MigrationPosted by Kim Pierri Tue, September 13, 2016 15:05:52
A comment on the article found here:

This story was published by World News Daily Report, which are a homepage with intentional fake news. They write in their disclaimer: “WNDR assumes however all responsibility for the satirical nature of its articles and for the fictional nature of their content. All characters appearing in the articles in this website – even those based on real people – are entirely fictional and any resemblance between them and any persons, living, dead, or undead is purely a miracle.”.

Even though it’s clearly fictitious, I once in a while run into the article posted by people that believe it’s true, so I will look into the article.

The article start with a picture of what are supposed to be the Mississippi Viking ship. It is not, it’s a picture of the longest Viking long ship ever found “The Roskilde 6 ship”. You can see the same picture in this article from a Danish newspaper.

In the intro the WNDR claim that it’s a Knarr type vikingship, which also would be likely to find in the Americas. Knarrs are the big burly trading ships. Unfortunately the ship on the picture are clearly a long ship, and not a Knarr. Long ships are long sleek ships, made for speed and transporting a lot of warriors.

The size for the fictitious ship are also reliable for a Knarr-type ship and are very close to those of the Skuldelev 1 Knarr found in Roskilde Fiord. (source

There are also a picture of a Viking sword in the article, but that was not found in Mississippi, bur in Scotland in 2011.

The professor mentioned in the article are also not a real person and the picture are of an Italian professor from Trinity College in Dublin.

As always, if you read an article that falls out of what normally assumed in archeology, then it’s important to look at it critically and check the information in it.

**Data lines:**
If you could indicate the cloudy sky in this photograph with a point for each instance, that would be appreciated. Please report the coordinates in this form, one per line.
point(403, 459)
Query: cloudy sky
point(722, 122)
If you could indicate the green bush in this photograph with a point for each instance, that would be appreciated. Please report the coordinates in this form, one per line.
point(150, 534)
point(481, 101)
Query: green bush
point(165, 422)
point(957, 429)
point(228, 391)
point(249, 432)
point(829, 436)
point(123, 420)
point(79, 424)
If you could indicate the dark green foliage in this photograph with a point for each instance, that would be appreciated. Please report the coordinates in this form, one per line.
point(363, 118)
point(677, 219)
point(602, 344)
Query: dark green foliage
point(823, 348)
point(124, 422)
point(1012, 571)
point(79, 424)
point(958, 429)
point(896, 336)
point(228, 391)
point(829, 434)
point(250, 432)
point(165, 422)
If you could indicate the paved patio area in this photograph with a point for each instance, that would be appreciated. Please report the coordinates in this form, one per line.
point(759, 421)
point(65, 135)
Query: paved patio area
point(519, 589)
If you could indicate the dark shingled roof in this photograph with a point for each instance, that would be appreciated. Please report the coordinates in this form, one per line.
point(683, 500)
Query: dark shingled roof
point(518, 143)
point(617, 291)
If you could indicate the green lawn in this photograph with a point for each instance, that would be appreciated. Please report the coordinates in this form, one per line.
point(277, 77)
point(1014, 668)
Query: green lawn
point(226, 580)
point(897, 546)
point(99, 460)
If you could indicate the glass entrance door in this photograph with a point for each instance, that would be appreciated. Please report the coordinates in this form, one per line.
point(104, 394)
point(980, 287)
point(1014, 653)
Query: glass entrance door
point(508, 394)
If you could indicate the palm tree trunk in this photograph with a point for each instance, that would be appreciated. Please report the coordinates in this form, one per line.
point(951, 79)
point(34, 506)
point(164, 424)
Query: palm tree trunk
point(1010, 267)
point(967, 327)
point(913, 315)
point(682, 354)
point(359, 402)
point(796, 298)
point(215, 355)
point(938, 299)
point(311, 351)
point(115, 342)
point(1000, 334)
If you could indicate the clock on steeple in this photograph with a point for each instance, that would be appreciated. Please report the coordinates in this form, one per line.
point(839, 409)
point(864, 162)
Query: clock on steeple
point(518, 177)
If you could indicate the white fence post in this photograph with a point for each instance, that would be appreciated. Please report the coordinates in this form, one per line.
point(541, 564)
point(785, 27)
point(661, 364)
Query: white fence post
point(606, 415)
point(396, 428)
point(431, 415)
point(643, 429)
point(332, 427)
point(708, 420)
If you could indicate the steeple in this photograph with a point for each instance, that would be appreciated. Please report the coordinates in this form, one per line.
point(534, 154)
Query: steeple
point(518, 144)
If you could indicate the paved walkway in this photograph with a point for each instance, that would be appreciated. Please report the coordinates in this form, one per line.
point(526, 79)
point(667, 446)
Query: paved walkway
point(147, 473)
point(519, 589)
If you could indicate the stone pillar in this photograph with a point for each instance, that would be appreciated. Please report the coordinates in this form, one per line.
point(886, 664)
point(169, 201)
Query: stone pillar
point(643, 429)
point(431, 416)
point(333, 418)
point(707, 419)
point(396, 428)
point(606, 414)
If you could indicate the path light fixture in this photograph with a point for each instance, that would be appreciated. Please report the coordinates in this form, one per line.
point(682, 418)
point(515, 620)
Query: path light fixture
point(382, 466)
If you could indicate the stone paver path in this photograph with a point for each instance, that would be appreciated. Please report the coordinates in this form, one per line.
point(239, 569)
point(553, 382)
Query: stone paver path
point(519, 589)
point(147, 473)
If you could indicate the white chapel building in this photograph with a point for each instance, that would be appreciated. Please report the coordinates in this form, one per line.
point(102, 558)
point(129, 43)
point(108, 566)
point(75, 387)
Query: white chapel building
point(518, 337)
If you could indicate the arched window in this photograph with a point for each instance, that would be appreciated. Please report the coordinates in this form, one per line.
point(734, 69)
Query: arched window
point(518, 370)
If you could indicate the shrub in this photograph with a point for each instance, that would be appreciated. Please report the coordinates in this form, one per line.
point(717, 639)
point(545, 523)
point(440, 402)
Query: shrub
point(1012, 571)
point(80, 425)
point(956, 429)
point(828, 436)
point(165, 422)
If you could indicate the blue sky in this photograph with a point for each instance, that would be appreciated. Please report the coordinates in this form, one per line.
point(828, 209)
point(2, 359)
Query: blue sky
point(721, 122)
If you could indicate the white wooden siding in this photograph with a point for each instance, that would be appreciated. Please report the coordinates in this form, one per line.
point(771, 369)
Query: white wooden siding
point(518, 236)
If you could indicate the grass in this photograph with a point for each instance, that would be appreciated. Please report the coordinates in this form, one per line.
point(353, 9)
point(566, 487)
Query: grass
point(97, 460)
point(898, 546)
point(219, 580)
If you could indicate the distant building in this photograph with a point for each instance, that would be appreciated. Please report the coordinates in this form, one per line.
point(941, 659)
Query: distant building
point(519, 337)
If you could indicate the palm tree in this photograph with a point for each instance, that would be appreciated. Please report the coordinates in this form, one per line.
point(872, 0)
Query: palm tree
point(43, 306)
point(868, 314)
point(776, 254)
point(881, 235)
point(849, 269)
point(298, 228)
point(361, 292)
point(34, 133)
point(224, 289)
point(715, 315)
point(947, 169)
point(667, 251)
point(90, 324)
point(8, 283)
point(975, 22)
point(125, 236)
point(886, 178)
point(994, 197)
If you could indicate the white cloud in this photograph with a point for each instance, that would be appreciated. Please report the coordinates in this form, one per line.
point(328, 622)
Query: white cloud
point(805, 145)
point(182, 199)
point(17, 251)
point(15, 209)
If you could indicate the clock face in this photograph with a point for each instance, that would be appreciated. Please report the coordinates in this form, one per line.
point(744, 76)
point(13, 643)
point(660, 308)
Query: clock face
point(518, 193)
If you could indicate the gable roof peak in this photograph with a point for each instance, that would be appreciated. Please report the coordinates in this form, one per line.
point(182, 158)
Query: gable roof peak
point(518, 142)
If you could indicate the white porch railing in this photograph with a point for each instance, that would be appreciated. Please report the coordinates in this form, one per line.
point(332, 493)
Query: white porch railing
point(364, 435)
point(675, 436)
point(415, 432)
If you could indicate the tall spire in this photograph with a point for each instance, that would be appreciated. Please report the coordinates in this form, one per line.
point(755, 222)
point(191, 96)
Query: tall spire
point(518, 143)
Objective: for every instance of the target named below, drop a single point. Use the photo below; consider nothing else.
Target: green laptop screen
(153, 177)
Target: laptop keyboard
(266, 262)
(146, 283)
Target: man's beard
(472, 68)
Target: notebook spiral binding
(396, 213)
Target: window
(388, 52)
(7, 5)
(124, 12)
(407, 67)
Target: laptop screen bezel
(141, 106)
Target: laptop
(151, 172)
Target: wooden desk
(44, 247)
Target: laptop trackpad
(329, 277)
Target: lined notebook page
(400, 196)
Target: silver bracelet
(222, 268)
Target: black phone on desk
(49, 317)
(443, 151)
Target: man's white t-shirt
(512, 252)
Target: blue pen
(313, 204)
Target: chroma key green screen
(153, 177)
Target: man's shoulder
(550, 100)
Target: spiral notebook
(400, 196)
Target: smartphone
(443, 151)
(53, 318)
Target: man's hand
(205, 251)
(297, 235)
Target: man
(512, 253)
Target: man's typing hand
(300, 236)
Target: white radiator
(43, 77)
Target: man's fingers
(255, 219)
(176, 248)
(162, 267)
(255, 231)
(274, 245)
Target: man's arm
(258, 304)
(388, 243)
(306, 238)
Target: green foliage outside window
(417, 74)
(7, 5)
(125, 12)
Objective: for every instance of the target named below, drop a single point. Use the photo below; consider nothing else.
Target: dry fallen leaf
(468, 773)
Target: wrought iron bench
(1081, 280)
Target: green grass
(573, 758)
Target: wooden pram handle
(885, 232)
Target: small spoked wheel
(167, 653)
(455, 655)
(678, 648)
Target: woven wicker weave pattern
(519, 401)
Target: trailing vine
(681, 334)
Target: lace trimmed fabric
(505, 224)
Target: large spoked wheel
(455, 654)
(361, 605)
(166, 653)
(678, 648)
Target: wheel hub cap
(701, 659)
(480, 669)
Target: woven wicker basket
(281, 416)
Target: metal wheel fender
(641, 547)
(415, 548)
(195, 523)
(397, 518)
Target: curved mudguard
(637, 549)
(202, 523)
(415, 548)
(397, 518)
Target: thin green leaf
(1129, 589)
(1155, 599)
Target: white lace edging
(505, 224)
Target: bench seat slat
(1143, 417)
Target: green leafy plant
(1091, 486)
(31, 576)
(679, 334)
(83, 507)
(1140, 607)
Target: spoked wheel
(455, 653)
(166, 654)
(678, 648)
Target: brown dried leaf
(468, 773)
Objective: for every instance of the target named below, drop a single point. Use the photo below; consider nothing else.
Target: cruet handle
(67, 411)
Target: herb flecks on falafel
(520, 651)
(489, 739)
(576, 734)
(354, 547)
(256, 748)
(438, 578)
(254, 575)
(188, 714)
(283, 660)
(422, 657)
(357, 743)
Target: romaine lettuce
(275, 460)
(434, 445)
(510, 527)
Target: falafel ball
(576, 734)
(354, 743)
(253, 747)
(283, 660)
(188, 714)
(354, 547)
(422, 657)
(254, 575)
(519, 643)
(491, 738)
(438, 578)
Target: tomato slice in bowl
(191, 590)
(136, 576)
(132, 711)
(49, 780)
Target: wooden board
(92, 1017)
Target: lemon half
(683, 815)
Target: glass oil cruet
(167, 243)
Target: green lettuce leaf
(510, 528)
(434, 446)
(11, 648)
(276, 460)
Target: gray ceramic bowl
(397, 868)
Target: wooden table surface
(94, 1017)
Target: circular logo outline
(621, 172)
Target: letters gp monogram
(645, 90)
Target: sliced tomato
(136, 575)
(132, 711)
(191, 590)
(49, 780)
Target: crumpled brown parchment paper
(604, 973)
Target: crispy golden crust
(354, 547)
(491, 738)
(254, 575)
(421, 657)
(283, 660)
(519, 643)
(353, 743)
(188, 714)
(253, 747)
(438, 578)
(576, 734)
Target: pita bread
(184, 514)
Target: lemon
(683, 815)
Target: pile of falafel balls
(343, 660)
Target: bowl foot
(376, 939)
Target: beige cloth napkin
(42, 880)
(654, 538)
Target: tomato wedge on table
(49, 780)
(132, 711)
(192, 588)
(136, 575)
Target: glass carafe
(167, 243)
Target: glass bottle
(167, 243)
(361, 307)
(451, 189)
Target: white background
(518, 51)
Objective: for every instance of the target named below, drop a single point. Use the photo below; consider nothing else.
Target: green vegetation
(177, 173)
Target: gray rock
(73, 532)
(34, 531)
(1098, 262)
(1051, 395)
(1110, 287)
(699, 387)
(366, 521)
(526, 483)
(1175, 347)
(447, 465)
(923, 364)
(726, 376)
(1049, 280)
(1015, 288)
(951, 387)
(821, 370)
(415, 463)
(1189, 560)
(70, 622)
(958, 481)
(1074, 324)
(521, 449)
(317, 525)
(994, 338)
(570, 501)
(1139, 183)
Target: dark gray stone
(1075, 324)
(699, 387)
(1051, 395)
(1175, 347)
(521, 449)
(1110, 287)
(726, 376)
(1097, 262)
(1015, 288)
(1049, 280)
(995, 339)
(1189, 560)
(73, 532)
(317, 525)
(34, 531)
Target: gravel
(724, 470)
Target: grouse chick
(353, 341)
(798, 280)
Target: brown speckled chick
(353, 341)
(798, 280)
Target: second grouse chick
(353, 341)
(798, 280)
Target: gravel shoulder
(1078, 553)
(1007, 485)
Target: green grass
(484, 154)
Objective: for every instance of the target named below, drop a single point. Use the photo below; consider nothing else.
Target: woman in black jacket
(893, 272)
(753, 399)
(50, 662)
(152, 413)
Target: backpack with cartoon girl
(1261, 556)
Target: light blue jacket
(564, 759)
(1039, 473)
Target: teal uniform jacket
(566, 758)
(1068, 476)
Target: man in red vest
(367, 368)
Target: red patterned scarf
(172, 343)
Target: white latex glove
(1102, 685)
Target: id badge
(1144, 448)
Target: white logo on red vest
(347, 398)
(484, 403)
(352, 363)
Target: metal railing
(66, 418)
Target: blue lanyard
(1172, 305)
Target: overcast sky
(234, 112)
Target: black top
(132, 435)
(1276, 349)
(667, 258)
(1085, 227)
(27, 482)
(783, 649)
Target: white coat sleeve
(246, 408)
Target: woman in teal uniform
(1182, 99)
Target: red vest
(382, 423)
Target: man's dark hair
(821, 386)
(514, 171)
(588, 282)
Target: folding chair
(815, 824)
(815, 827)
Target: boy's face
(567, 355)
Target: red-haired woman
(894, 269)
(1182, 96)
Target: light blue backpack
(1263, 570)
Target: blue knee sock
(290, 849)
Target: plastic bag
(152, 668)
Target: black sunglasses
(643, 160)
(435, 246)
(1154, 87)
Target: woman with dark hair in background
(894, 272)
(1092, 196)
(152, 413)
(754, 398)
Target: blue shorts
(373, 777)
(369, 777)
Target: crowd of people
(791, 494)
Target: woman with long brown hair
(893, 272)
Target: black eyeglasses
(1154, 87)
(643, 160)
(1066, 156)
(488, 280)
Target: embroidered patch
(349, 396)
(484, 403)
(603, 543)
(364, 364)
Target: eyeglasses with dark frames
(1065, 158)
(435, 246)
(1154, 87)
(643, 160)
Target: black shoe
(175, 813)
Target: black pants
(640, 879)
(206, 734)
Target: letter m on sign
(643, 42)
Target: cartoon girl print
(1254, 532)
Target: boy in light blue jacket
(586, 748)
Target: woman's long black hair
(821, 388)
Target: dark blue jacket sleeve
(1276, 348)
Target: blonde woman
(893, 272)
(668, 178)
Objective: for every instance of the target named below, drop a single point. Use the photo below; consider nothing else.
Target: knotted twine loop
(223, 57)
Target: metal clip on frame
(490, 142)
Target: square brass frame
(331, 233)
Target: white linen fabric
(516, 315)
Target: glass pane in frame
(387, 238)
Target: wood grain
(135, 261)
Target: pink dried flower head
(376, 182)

**Parts of the exercise:**
1) From the post about the Mississippi Viking ship story, return the text between "MigrationPosted by Kim" and "into the article.", inclusive.
2) Answer these questions using the post about the Mississippi Viking ship story:
(a) Which ship does the picture at the start of the article actually show?
(b) Where and when was the Viking sword pictured in the article found?
(c) Whom does the picture of the professor actually show?

**Answers to the problems:**
1)
MigrationPosted by Kim Pierri Tue, September 13, 2016 15:05:52
A comment on the article found here:

This story was published by World News Daily Report, which are a homepage with intentional fake news. They write in their disclaimer: “WNDR assumes however all responsibility for the satirical nature of its articles and for the fictional nature of their content. All characters appearing in the articles in this website – even those based on real people – are entirely fictional and any resemblance between them and any persons, living, dead, or undead is purely a miracle.”.

Even though it’s clearly fictitious, I once in a while run into the article posted by people that believe it’s true, so I will look into the article.

2)
(a) The Roskilde 6 ship, the longest Viking long ship ever found.
(b) In Scotland, in 2011.
(c) An Italian professor from Trinity College in Dublin.